Supplied records
——

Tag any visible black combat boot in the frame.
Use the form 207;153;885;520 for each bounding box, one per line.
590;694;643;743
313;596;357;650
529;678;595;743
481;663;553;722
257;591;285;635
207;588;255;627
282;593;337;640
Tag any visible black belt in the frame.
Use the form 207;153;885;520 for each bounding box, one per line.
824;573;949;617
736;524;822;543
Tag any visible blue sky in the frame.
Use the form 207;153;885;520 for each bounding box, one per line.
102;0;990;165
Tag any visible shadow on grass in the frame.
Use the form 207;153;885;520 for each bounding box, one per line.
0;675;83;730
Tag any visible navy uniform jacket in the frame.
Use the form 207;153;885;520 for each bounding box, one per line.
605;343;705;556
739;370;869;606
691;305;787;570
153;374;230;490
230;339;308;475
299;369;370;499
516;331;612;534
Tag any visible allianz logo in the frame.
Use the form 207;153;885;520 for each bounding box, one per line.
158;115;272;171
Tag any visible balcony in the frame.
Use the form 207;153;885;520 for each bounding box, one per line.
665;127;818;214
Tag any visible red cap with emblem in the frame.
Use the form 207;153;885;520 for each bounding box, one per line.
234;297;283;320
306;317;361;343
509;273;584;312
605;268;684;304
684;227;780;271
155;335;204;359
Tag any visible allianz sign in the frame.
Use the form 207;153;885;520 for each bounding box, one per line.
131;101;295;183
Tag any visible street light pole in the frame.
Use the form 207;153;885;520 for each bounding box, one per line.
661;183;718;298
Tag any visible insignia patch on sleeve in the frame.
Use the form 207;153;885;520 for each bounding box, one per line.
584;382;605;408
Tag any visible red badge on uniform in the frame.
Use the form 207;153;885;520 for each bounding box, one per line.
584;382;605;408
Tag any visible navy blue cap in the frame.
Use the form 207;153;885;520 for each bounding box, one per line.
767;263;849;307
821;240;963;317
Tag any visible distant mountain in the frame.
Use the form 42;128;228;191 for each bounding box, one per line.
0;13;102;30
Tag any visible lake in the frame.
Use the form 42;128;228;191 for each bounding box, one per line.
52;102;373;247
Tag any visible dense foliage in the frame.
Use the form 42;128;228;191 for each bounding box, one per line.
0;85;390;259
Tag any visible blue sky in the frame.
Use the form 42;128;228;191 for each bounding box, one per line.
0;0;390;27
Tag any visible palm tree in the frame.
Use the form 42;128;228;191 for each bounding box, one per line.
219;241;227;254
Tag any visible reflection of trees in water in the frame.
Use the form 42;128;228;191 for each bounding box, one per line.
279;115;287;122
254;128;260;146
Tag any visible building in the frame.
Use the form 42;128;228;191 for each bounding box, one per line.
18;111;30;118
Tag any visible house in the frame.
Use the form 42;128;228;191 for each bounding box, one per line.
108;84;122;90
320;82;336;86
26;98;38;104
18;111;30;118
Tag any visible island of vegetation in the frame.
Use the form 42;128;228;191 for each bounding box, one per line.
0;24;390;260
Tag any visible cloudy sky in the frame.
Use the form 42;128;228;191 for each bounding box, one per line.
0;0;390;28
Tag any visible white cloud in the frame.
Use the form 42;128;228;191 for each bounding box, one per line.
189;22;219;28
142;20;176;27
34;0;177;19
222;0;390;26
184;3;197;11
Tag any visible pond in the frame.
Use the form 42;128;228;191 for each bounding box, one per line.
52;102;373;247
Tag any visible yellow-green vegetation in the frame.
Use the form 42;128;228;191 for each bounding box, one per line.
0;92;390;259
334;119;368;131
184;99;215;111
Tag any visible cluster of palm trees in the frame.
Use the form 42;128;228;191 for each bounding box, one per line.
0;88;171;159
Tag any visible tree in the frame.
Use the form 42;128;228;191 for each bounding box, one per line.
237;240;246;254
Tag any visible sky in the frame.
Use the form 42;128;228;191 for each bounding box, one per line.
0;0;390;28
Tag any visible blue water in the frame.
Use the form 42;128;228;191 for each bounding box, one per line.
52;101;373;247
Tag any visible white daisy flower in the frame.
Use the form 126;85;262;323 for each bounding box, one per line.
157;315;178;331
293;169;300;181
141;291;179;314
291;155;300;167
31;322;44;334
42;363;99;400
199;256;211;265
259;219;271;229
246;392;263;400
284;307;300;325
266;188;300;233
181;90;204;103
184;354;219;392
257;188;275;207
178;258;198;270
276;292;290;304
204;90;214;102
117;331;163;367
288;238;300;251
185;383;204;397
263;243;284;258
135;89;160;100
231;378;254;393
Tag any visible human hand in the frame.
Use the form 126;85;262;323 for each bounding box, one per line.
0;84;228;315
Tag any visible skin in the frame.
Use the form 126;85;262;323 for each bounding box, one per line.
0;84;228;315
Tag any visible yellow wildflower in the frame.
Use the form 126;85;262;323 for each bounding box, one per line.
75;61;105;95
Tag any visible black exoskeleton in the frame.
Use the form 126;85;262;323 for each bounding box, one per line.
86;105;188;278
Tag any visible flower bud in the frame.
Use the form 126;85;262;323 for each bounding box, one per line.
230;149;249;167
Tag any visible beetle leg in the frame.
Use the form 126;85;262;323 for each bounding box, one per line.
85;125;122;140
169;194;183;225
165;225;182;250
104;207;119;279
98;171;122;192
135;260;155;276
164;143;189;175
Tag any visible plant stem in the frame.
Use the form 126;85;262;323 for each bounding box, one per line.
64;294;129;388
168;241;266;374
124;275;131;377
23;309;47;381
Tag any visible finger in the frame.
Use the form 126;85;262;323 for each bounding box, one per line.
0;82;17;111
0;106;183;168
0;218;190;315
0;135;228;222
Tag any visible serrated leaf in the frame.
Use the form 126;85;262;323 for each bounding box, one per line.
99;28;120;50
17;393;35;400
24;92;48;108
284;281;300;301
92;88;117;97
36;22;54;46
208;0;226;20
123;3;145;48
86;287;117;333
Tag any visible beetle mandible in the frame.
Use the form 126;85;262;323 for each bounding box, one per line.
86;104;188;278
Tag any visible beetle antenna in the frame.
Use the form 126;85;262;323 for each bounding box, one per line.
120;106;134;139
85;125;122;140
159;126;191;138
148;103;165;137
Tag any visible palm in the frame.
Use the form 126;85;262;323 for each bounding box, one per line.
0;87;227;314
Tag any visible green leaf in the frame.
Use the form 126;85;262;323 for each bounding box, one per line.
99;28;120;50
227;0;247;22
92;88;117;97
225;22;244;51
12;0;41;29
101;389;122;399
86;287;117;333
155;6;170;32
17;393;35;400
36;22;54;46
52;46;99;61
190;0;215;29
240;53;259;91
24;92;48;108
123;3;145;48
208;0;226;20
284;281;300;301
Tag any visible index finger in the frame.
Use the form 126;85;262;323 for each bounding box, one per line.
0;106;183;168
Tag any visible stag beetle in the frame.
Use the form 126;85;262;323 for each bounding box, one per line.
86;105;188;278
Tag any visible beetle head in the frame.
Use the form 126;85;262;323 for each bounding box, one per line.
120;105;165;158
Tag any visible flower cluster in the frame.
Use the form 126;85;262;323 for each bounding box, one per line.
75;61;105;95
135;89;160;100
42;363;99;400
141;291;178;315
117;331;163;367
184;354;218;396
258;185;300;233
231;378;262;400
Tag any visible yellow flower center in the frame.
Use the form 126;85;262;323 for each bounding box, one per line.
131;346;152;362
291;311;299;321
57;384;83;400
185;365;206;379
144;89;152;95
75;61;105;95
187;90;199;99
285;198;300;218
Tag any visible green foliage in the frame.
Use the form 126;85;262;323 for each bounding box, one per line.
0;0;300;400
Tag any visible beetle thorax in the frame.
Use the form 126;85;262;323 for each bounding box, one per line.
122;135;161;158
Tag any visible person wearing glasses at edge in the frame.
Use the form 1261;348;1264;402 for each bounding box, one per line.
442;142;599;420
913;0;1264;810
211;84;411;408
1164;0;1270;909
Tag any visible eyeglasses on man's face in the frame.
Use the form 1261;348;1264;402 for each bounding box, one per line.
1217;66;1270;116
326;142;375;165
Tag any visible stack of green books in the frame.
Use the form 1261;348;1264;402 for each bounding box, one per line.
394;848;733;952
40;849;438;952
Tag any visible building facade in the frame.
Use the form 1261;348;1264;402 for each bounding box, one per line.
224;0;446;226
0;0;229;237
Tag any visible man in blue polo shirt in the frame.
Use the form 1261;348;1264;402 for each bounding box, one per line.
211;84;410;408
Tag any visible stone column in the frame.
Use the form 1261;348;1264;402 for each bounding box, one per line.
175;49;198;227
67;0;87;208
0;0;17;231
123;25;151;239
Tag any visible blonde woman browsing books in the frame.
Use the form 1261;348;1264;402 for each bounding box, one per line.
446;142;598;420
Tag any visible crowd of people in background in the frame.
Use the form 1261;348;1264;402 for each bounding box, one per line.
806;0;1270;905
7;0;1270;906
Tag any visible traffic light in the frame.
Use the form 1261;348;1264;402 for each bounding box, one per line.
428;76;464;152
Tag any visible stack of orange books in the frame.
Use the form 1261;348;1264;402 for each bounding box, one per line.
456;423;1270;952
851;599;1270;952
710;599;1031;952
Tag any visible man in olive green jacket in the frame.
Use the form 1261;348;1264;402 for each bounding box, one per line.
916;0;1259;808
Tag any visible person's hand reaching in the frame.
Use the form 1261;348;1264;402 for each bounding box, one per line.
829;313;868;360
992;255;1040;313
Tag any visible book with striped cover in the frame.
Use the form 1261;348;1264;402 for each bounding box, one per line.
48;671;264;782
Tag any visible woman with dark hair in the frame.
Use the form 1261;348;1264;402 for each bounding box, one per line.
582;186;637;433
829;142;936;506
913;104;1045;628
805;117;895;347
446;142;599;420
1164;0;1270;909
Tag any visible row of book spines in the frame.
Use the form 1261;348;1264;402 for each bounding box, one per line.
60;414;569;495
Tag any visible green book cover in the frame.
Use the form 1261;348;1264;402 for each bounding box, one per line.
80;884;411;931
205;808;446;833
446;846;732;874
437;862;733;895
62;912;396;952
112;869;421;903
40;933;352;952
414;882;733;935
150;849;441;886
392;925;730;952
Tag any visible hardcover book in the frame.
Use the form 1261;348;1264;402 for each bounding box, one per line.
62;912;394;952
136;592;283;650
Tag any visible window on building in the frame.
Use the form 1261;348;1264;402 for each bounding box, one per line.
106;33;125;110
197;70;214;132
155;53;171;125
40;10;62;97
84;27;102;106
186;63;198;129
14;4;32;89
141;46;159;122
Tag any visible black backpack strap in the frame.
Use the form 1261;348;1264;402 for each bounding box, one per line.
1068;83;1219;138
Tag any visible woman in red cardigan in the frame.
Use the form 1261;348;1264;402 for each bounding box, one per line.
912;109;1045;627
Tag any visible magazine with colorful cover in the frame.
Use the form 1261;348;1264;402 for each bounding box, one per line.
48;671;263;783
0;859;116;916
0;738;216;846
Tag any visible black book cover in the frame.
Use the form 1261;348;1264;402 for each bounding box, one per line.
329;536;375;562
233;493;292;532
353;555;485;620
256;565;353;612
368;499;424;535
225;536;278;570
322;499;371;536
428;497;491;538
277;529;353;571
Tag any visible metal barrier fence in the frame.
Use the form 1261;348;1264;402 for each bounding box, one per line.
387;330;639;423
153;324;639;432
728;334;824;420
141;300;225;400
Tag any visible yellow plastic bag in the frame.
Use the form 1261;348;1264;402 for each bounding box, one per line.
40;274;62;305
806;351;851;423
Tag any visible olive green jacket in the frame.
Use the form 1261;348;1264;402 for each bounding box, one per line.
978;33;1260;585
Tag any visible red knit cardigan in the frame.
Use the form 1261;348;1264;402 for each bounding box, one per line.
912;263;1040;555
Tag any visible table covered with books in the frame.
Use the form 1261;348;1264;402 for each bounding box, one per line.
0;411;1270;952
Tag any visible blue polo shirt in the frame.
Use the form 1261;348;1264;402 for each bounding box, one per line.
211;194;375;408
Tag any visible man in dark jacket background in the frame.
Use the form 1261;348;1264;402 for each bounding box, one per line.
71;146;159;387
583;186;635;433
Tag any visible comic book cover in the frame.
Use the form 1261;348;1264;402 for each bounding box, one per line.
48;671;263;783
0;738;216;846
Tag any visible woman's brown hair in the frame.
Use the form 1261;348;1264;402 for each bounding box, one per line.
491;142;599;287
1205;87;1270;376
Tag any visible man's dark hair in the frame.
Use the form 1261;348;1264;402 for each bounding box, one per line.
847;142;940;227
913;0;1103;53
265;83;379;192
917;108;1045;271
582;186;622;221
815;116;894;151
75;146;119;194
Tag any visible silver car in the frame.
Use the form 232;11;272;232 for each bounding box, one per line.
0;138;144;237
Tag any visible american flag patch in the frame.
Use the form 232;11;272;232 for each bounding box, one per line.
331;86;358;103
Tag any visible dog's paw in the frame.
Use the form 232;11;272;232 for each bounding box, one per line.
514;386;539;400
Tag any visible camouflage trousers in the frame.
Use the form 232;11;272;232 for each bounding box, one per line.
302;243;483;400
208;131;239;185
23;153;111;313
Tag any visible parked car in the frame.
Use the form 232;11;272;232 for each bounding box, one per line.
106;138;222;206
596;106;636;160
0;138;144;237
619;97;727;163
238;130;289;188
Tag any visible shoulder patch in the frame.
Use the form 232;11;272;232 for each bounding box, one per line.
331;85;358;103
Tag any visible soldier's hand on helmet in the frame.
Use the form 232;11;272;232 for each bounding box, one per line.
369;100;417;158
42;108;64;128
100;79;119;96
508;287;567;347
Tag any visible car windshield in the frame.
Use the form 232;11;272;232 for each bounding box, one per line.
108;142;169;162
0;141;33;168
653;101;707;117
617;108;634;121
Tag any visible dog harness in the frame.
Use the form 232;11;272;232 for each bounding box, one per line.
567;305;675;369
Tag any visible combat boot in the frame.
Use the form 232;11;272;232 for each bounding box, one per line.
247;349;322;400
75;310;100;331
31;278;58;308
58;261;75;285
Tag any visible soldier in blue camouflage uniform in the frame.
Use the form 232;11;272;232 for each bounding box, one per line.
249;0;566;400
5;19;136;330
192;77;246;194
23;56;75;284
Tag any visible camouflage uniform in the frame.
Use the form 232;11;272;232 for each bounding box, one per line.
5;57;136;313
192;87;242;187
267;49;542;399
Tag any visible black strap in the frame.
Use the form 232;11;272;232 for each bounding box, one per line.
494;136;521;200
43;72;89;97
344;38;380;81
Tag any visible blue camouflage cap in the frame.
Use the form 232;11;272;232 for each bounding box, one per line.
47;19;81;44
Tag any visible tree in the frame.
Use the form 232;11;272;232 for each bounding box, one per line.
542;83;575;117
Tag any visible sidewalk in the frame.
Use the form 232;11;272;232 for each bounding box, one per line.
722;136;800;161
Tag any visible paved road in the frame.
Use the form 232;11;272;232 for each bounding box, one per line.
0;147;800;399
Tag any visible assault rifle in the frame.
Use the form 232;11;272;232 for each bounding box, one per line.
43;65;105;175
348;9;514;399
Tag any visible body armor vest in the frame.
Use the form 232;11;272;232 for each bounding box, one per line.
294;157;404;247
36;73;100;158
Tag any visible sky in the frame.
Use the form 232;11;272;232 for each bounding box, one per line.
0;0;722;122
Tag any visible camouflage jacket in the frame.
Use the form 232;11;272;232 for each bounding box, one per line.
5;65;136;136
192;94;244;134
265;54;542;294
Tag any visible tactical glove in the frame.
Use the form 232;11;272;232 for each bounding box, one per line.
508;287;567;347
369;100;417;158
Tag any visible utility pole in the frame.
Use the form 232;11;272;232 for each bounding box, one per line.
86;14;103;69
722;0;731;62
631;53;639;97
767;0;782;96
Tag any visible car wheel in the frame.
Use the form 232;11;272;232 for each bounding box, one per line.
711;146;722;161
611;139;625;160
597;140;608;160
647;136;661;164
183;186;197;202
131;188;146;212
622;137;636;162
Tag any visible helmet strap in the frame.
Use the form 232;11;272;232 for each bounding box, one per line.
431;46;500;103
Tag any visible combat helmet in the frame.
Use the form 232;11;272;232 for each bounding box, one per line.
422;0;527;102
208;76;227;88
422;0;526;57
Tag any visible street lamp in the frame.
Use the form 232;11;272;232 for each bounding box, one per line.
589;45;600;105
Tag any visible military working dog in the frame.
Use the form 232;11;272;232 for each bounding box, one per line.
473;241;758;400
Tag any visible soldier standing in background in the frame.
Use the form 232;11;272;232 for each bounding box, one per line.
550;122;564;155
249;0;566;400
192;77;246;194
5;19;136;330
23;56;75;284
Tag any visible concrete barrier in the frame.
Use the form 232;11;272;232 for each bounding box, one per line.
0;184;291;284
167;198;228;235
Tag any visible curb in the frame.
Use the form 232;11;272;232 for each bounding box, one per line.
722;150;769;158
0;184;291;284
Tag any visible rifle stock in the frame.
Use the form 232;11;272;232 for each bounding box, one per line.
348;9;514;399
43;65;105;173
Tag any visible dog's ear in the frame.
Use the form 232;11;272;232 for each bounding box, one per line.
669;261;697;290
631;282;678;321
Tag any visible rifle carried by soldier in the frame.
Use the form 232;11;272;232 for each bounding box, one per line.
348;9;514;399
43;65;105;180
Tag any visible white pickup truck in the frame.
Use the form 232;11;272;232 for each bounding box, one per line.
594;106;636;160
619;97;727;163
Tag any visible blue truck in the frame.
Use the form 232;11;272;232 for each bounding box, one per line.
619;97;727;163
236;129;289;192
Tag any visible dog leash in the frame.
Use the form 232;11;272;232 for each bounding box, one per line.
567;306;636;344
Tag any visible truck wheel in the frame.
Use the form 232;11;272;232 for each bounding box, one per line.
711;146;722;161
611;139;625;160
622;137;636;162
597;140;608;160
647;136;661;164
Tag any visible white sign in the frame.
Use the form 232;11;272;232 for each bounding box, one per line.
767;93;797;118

——

Reproduce the lines above verbatim, starting with the line that contains "Tag any visible combat boot in the frame." and continuing up to and including the line that contains "47;19;81;44".

Exercise answer
Tag any visible combat boot in the frame.
Use the form 232;11;272;232 for each bounding box, one per line.
247;349;322;400
75;310;100;331
31;278;58;308
58;261;75;285
Tag any visible soldier in blue camouflage uniform in the frame.
Use the form 232;11;272;232 for each bounding box, one per line.
249;0;566;400
5;19;136;330
192;77;246;194
23;56;75;284
Tag any visible camouflage uniform in the frame.
Use the form 232;11;272;232 for each bounding box, one per line.
5;57;136;313
192;87;242;187
267;49;542;399
Tag any visible black strap in the frame.
Use the form 232;11;272;232 for each bounding box, one per line.
494;136;521;200
43;72;89;97
344;38;380;81
Tag any visible blue camouflage cap in the frame.
Use the form 232;11;272;232 for each bounding box, one per line.
47;19;81;44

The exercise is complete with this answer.